----- MATERIAL FOR THIS TASK

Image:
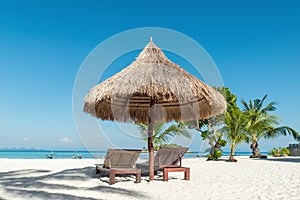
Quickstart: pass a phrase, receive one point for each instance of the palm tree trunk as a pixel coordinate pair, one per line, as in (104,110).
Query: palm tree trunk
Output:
(254,148)
(231,156)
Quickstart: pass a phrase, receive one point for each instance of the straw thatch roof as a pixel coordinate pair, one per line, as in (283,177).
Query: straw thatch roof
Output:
(152,80)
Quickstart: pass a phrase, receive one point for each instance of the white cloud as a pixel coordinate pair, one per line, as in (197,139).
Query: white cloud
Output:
(65,140)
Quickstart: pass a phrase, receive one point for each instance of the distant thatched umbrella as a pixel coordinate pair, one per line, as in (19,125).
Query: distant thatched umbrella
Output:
(152,89)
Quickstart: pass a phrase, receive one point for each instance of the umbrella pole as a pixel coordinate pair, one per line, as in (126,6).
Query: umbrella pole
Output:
(151,150)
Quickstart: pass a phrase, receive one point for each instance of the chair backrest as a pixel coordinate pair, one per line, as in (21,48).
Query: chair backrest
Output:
(168,156)
(121,158)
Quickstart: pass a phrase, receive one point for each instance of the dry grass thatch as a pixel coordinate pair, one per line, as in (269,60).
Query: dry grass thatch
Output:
(153,86)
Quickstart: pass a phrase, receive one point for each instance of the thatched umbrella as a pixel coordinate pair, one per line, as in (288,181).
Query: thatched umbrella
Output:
(152,89)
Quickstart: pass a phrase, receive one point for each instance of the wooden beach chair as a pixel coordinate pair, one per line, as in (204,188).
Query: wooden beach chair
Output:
(167,160)
(119,161)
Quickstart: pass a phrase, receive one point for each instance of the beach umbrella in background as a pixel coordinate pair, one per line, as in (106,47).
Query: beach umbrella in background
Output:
(153,89)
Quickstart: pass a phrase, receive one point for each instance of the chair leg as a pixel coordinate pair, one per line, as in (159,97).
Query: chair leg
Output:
(112,179)
(138,177)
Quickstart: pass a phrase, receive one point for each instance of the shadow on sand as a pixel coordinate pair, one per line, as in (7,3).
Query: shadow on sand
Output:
(28,184)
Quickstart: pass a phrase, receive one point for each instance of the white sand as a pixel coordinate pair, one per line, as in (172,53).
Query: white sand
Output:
(76,179)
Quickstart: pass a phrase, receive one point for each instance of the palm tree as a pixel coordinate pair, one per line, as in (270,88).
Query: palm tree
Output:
(233,129)
(162,133)
(261,124)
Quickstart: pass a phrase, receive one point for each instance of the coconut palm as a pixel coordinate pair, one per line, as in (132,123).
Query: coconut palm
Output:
(234,129)
(163,133)
(261,124)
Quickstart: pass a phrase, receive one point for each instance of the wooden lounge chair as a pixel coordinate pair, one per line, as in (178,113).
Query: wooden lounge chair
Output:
(119,161)
(167,160)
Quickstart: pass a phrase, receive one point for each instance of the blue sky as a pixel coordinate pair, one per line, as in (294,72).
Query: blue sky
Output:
(255,45)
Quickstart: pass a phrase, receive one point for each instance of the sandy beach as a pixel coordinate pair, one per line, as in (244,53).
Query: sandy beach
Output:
(275,178)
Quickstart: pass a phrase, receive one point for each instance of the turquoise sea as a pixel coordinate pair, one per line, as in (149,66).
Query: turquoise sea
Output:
(58,154)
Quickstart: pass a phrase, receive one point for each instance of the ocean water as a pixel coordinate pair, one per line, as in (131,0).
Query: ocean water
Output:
(43,154)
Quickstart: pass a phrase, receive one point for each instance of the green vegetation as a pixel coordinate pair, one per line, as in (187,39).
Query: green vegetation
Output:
(260,123)
(249,124)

----------

Please reproduce all the rows above with "pixel position" substituted for "pixel coordinate pair" and everything else unchanged, leaving out the pictures.

Image:
Quickstart: pass a phrase, receive one point for each instance of the palm tree trunk as a pixel position, one per line, as in (104,110).
Query: palm tree trunk
Output:
(254,148)
(231,156)
Quickstart: pass a phrase, receive one point for each instance of the straw thatch roof as a pixel position, one per line, as in (283,177).
Query: straw thatch roof
Output:
(152,80)
Quickstart: pass a phrase, receive one point for each instance of the white cloud as a pixel position, one per line, as in (197,139).
Query: white cloud
Output:
(65,140)
Quickstart: pass a phrase, receive one point for each instance of the distant thatched umbrella as a pixel position, one per line, as in (19,125).
Query: distant thatched umbrella
Output:
(152,89)
Quickstart: pass a phrase, receive one point for each instance of the umbrella pole as a pixel position, one per line, as in (126,6).
Query: umbrella pole
Output:
(151,150)
Quickstart: pass a phrase, receive one point for each instance of the chair backrest as a pixel position, one per line, as in (21,48).
Query: chair backrest
Output:
(168,156)
(121,158)
Quickstart: pass a phrase, receive one point for each instance of the dry grass thatch as a pixel position, one per line, as in (269,60).
Query: dry grass thatch
Output:
(153,86)
Quickstart: pass a phrase, receive one point for each instance of the thatched umbrella as a pixel position, one per line, as in (288,181).
Query: thatched umbrella
Output:
(152,89)
Quickstart: pass a phrase, receive one point for each instance of the wooden beach chair as a pixel position, one per line, as in (204,188).
Query: wooden beach chair
Output:
(167,160)
(119,161)
Quickstart: pass a phrase, receive one point for each instance of the beach umbrella in background as a pixel position, one per line, as in (106,47).
Query: beach umbrella in background
Output:
(153,89)
Quickstart: pass a phrase, receive one point for each instance of the chair leg as a pixel position, one per line, as in (159,97).
Query: chair leg
Output:
(112,179)
(138,177)
Quickstart: pass a phrase, receive one point for each instance of the shadow on sand as a pixel position, one per line, as in (7,3).
Query: shadow on sand
Output:
(28,184)
Quickstart: pass a phrase, receive one point for each instance of the white sand as a pixel position, one per line, as in (172,53).
Query: white sand
Output:
(76,179)
Quickstart: pass a phrase, receive one point for each instance of the palm tree as a pixel position, one per line, as in (270,88).
Query: palm tree
Output:
(233,129)
(162,133)
(261,124)
Quickstart: pass a phrase, receive one point for each instance of the coconut palm as a pixel position, one per line, as in (132,123).
Query: coconut palm
Output:
(234,129)
(163,133)
(261,124)
Quickstart: pass a phrase, receive one point for each instance of the wooden lounge chair as a pixel position, one per line, as in (178,113).
Query: wooden lounge chair
Output:
(119,161)
(167,160)
Quickstart: pass a phrase, receive one point for each instance of the blue sky as a pixel position, one per line, as in (294,72).
Query: blue sky
Output:
(255,45)
Quickstart: pass a phrase, receive one point for each instance of the sandy beach as a pixel position, one per line, as in (244,53).
Query: sandy beach
Output:
(275,178)
Quickstart: pass a phrase, receive one point for each instance of the turquoise sea as a pixel position, one per line, as in (149,66).
Query: turquoise sea
Output:
(58,154)
Quickstart: pass a phrase, receive one point for each instance of the ocean water as a pixel position, one per line, as in (131,0).
Query: ocean water
Output:
(43,154)
Quickstart: pass a phrase, receive one point for each instance of the green vegetation as a pixel position, one per line, as in (187,39).
Query: green vegetation
Output:
(260,123)
(249,124)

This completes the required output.